__ARTICLE__
━━━━━━
Vivien Devlin sails around the Hebrides aboard the newly built cruise ship Glen Etive

Earlier this year, my partner Ken and I set off from Oban on a ten-night voyage to Islay and the Southern Hebrides. This whisky and wildlife- themed, island-hopping adventure explored the straights, sounds and sea lochs along Argyll's rugged coastline. There are few more romantic, beguiling and bewitching destinations than the Scottish Highlands and Islands, which are rich in ancient history, culture and natural scenic beauty. Listed in 1,000 Places To See Before You Die by Patricia Schultz, the Scottish Hebrides should be on your bucket list - and one of the finest ways to travel around these idyllic islands is on a leisurely Majestic Line cruise.

The story of The Majestic Line is a tale of entrepreneurial vision and passionate endeavour by Andy Thoms, a retired architect, and his University friend Ken Grant. Inspired by their love of sailing around the West Coast of Scotland and the Mediterranean, they had the ingenious plan to transform a traditional wooden-hulled, Irish fishing vessel into a miniature cruise ship for just a dozen passengers. The Glen Massan was launched in 2005, followed by a second boat named Glen Tarsan - both exhibiting the company's, now iconic, gold funnels. The ‘majestic' aspect of the company's name comes from a comic story by Neil Munro about Para Handy and the crewaboard a puffer cargo boat, the Vital Spark. Based on a gentleman's motor launch, the gleaming new, purpose-built Glen Etive joined the fleet this season under the command of Captain David Wheeler and crew: his wife Michell; the bosun, Steve; and Mike, who is both the engineer and chef. Like a floating country inn, the ship's six en suite double cabins are warm and comfortable, with tartan rugs, soft duvets and efficient showers. To ensure guests may sleep peacefully, overnight anchorages are in hideaway bays. The spacious lounge bar has a library of novels, travel books and well-perused Ordnance Survey maps; the dining saloon is surrounded by large picture windows that offer splendid views and a breath of fresh air can be enjoyed on the aft and upper decks.

Each evening begins promptly at 7pm when guests all gather for aperitifs (very popular is the Majestic Line's own Bilgewater Gin) and exquisite canape´s, the first delight of a four-course gourmet dinner. With hearty breakfasts, superb buffet lunches and enticing afternoon teas, the imaginative cuisine is an outstanding highlight of the cruise. Due to the changeable nature of Scotland's weather, wind and tides, there is no set itinerary; decisions are made daily (or twice daily) to ensure smooth, safe cruising. On the first morning, after breakfast (porridge, fresh fruit, scrambled eggs and smoked salmon), we sail south to the ancestral home of Clan Macfie: the Isle of Colonsay. En route we pass the Fladda lighthouse, which was built in 1860 by the Scottish engineers David and Thomas Stevenson. Thomas's grandson was the novelist, poet and traveller Robert Louis Stevenson, who was proud of their pioneering achievements.
━━━━━━
__PROVIDED MATERIAL__
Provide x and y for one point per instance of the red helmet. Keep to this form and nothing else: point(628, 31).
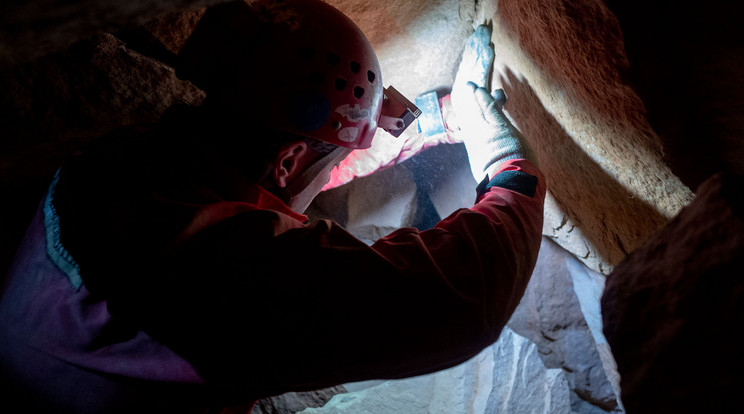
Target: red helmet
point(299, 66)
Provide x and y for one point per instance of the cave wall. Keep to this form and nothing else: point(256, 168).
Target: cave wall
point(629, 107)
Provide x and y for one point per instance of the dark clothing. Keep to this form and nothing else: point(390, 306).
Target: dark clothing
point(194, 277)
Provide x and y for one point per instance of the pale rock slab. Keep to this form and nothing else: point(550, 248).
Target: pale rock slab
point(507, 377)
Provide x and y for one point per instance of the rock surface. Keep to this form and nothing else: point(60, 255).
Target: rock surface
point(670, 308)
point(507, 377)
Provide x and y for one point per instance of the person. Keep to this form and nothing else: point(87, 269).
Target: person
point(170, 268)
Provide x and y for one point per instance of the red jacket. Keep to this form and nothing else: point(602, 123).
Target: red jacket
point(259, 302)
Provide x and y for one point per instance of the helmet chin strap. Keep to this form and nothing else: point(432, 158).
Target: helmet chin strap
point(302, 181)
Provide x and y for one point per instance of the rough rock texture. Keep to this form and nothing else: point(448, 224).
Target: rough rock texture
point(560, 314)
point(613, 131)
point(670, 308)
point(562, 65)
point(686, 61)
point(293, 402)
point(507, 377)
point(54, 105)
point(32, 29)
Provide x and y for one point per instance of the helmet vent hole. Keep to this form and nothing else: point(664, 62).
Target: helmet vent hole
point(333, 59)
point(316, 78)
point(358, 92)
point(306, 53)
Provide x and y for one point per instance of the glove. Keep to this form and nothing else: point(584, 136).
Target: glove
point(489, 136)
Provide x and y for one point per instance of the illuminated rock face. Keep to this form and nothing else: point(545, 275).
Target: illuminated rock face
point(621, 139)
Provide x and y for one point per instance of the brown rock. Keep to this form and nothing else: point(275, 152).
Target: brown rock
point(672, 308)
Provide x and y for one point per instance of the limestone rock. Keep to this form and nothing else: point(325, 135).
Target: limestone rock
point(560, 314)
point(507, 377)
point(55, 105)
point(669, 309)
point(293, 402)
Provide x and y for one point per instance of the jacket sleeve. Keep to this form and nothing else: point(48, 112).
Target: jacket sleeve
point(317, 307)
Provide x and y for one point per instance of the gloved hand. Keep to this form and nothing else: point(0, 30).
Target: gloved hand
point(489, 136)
━━━━━━
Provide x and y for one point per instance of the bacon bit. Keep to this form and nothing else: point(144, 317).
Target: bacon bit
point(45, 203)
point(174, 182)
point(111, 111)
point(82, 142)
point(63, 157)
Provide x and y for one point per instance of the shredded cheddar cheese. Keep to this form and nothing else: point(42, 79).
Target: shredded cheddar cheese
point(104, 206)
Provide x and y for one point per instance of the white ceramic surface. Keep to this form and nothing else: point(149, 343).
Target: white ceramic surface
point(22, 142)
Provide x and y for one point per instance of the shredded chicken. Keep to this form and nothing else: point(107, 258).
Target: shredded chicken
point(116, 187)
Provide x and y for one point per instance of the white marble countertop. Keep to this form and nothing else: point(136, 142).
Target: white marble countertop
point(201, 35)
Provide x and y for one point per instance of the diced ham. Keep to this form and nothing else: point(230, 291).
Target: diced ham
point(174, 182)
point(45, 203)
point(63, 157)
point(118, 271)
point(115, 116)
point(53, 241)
━━━━━━
__DIRECTION__
Repeat word for word the part of the Hebrides cruise article above that begins at "Earlier this year, my" and ends after "Majestic Line cruise.".

__SOLVED PROBLEM__
Earlier this year, my partner Ken and I set off from Oban on a ten-night voyage to Islay and the Southern Hebrides. This whisky and wildlife- themed, island-hopping adventure explored the straights, sounds and sea lochs along Argyll's rugged coastline. There are few more romantic, beguiling and bewitching destinations than the Scottish Highlands and Islands, which are rich in ancient history, culture and natural scenic beauty. Listed in 1,000 Places To See Before You Die by Patricia Schultz, the Scottish Hebrides should be on your bucket list - and one of the finest ways to travel around these idyllic islands is on a leisurely Majestic Line cruise.